= Problem details =
Type out the records that follow, exactly as given.

━━━ Recorded data ━━━

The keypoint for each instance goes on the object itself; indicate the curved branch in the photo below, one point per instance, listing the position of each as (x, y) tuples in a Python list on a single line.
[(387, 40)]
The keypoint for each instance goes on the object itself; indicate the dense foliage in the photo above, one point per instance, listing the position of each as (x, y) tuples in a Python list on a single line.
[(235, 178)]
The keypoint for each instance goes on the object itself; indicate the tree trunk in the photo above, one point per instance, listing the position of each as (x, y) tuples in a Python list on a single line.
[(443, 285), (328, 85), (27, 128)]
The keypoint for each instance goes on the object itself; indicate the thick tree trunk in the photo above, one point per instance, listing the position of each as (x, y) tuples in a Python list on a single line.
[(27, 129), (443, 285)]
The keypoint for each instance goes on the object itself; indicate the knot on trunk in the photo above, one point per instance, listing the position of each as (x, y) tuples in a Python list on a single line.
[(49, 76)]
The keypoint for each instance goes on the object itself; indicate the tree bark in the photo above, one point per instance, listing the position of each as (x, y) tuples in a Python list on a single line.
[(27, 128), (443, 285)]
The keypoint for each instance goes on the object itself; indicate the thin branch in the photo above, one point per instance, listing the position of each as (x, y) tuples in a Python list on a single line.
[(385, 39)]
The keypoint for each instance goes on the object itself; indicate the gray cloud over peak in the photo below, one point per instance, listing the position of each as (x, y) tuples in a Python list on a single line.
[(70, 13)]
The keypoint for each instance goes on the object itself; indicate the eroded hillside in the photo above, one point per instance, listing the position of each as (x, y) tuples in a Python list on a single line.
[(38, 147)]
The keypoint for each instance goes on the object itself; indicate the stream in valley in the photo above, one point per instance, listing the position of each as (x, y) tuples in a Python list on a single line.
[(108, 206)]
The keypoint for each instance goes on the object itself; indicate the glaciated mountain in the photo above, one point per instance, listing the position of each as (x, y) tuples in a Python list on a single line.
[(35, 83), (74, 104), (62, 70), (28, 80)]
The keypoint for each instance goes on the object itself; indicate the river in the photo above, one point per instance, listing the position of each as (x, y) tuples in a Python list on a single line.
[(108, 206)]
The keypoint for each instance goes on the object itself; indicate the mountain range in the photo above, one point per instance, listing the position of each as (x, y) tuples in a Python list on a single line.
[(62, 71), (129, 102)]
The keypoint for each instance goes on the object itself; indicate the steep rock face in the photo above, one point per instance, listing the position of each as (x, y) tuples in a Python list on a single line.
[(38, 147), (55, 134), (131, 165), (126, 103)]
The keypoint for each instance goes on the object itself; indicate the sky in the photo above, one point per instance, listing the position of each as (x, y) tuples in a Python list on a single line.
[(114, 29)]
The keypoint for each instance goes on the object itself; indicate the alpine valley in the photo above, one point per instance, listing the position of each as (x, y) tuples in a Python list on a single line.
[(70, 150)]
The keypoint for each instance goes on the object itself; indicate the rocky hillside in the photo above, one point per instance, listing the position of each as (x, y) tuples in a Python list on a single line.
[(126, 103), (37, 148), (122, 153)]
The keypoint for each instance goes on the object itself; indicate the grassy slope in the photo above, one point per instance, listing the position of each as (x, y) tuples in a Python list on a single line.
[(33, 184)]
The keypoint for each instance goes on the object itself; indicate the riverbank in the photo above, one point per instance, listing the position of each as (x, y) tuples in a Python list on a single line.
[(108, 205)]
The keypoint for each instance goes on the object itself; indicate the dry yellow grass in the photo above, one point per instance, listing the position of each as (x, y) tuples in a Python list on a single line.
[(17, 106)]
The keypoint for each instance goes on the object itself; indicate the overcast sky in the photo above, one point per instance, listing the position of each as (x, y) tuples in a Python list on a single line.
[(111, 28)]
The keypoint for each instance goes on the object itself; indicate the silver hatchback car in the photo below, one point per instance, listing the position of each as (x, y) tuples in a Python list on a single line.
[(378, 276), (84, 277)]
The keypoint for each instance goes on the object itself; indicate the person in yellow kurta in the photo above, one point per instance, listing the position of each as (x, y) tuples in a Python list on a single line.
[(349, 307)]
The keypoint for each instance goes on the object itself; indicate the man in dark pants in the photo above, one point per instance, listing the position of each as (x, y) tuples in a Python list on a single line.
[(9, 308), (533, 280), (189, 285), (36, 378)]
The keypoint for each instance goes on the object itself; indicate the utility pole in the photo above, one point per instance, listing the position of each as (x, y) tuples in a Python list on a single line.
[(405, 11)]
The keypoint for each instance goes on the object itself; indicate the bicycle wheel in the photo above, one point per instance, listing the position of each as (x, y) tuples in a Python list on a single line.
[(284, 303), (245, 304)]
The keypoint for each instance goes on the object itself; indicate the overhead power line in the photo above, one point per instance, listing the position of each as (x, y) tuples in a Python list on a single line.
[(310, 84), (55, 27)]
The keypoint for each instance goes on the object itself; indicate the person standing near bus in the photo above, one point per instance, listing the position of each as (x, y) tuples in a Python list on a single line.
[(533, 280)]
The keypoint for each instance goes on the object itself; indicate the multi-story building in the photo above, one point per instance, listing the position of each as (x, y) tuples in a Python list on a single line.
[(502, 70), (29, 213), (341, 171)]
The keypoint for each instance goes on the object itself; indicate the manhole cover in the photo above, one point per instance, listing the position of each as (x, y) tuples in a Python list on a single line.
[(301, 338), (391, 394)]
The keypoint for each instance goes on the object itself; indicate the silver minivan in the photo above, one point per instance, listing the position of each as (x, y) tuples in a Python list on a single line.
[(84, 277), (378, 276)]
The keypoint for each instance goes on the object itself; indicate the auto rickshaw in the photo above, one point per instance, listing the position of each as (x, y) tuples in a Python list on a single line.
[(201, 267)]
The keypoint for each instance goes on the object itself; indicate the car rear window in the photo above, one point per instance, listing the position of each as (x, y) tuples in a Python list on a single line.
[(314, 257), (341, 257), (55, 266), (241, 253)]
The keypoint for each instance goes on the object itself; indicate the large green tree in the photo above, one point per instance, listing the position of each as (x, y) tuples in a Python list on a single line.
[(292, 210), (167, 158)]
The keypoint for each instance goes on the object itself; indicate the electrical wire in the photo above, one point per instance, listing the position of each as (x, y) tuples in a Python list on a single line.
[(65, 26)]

━━━

= Result of the exercise =
The keypoint for each instance goes on the object itself; indicate the curved branch in the photo below, one point per instance, listing the position of each as (x, y) tuples in a Python list on a single line.
[(387, 40)]
The keypoint for each instance goes on the object itself; indicate the dense foliage in the photo above, one point per instance, listing the position of each as (x, y) tuples in a Python list on a single line.
[(235, 178)]
The keypoint for each instance goes on the object itself; indicate the tree trunk in the photo above, one point per instance, listing the position of each as (x, y) tuples in a Python list on a single line.
[(443, 285), (328, 85), (27, 128)]
The keypoint for each instance goes on the object itself; indicate the thick tree trunk in the photo above, one point per instance, listing the position of each as (x, y) tuples in a Python list on a single line.
[(27, 129), (443, 285)]
The keypoint for each instance goes on the object itself; indicate the knot on trunk in the photo above, one point per instance, listing the position of each as (x, y) tuples in a Python list on a single line.
[(49, 76)]
The keypoint for each instance goes on the object itself; indicate the tree bark in the photo above, one point per instance, listing the position of each as (x, y) tuples in a Python list on a single line.
[(27, 128), (443, 285)]
The keypoint for each instance goes on the object itself; indicate the thin branch in the photo above, one point per instance, listing the position of each as (x, y) tuples in a Python list on a single line.
[(385, 39)]
The keypoint for each instance goes on the object itself; indicate the gray cloud over peak in the photo below, one point per instance, listing the position of each as (x, y) tuples in a Python list on a single line.
[(70, 13)]
The keypoint for each instance goes on the object itself; indicate the eroded hillside in the photo above, one point per instance, listing the position of each as (x, y) tuples in a Python list on a single line.
[(38, 147)]
The keypoint for each instance goes on the object itself; indicate the stream in valley in the photo above, one point per instance, listing the position of each as (x, y) tuples in a Python list on a single line.
[(108, 206)]
The keypoint for each instance goes on the object itself; indicate the glaciated mountain in the photo above, one point per instance, listing the position of each as (x, y) tuples in a Python list on a single line.
[(35, 83), (74, 104), (62, 70), (28, 80)]
The keypoint for each instance goes on the object itself; indicate the river in the photo above, one point per instance, listing the position of each as (x, y) tuples in a Python list on a single line.
[(108, 206)]
The keypoint for each instance goes on the object itself; indicate the mountain range in the photo above, one point per instance, listing the position of each as (x, y) tuples in a Python list on a single line.
[(62, 71), (129, 102)]
The keypoint for each instance goes on the object itself; indicate the steep rock face in the photo above, one point per instance, listing the position of each as (x, y) tuples in a Python list on a single line.
[(38, 147), (55, 134), (131, 165), (126, 103)]
The keypoint for each instance goes on the object itself; indicate the sky in the photo above, one point per instance, listing the position of each as (x, y) tuples in a Python list on a single line.
[(114, 29)]
The keypoint for each instance goes on the object itself; indicate the alpine valley in the photo above, one point per instance, listing the position of each as (x, y) tuples in a Python list on a single line.
[(70, 150)]
The keypoint for each instance goes on the object itself; indicate the rocky hillside in the photo above, one point per instance, listing the position of each as (x, y) tuples in a Python list on a single line.
[(126, 103), (37, 148), (122, 153)]
The keypoint for each instance goes on the object itself; indicate the grassy slope in the photo above, one point per instance, listing the position of each as (x, y) tuples in a Python list on a single line.
[(33, 184)]
The keypoint for each instance goes on the object itself; indicate the riverbank in the photo above, one point per instance, listing the position of each as (x, y) tuples in a Python list on a single line.
[(108, 205)]
The keypoint for each instance goes on the object itself; indicate the dry yellow grass in the photo above, one point per instance, listing the position of each as (x, y) tuples in a Python list on a single line.
[(17, 106)]
The keypoint for each instance goes on the object itself; indicate the overcast sky in the photo above, one point per instance, listing the position of each as (x, y) tuples in a Python list on a single line.
[(111, 28)]
The keypoint for each instance goes on the object itself; indicate the silver hatchback car in the photo below, one point per instance, listing the position of each as (x, y) tuples in a Python list on a single line.
[(378, 276), (84, 277)]
The keypoint for each instance goes on the object itself; indicate the person in yellow kurta in the photo above, one point per instance, listing the position of each as (x, y) tuples in a Python list on a single line.
[(349, 307)]
The keypoint for each instance goes on the object itself; indicate the man in dark pants in the photo above, one point per instance, listing the position of each as (x, y) tuples in a Python list on a single line.
[(9, 308), (533, 280), (189, 285), (36, 378)]
The keypoint for each instance goes on the object itself; indicate the utility pole in the photo above, one point per instance, listing the position of each as (x, y) tuples in a Python list on a single line.
[(405, 11)]
The keypoint for each instance goes on the object itself; indicate the bicycle wheel in the photo above, one point per instance, listing the position of each as (x, y) tuples in a Python list on a single line.
[(284, 303), (245, 304)]
The keypoint for each instance goes on the object itself; indicate the overhead power line in the photo above, one point per instance, listing the position of each as (x, y) tuples in a Python list on a single line.
[(310, 84), (55, 27)]
The keypoint for each instance goes on the object itself; indicate the person standing near bus in the photo above, one point per instance, listing the position of each as (x, y) tuples in a Python list on a single line.
[(533, 280)]
The keypoint for each instance goes on the object itself; indicate the multi-story building in the photo above, one point per instance, listing the position of each as (x, y) tuples in a Python list on a single line.
[(502, 70), (29, 213), (341, 171)]
The keypoint for each instance goes on the object itself; indicate the manhole cover in the photo above, one point per instance, listing the position of each as (x, y) tuples in a Python list on a single line.
[(301, 338), (391, 394)]
The keypoint for each instance goes on the object itself; indicate the silver minivan in the photo above, one point per instance, listing the position of each as (x, y) tuples in a Python list on a single line.
[(84, 277), (378, 276)]
The keypoint for each instance goes on the object itself; indicate the auto rickshaw in the photo above, one point per instance, listing the position of each as (x, y) tuples in a Python list on a single line.
[(201, 267)]
The keypoint for each instance goes on the object itself; indicate the car rear window in the photo above, one point per instance, listing the position of each as (x, y) tuples in a Python list on a single line.
[(314, 257), (341, 257), (55, 266), (241, 253)]
The keypoint for each instance goes on the object itself; indicate the large green tree in the photo above, one point per instance, listing the position of each as (x, y) tuples in a Python list on a single line.
[(292, 210), (167, 158)]
The keypoint for each instance goes on the object itself; indicate the electrical wire in the photo above, one point per instance, listing the position of each as (x, y) tuples in a Python list on a single line.
[(65, 26)]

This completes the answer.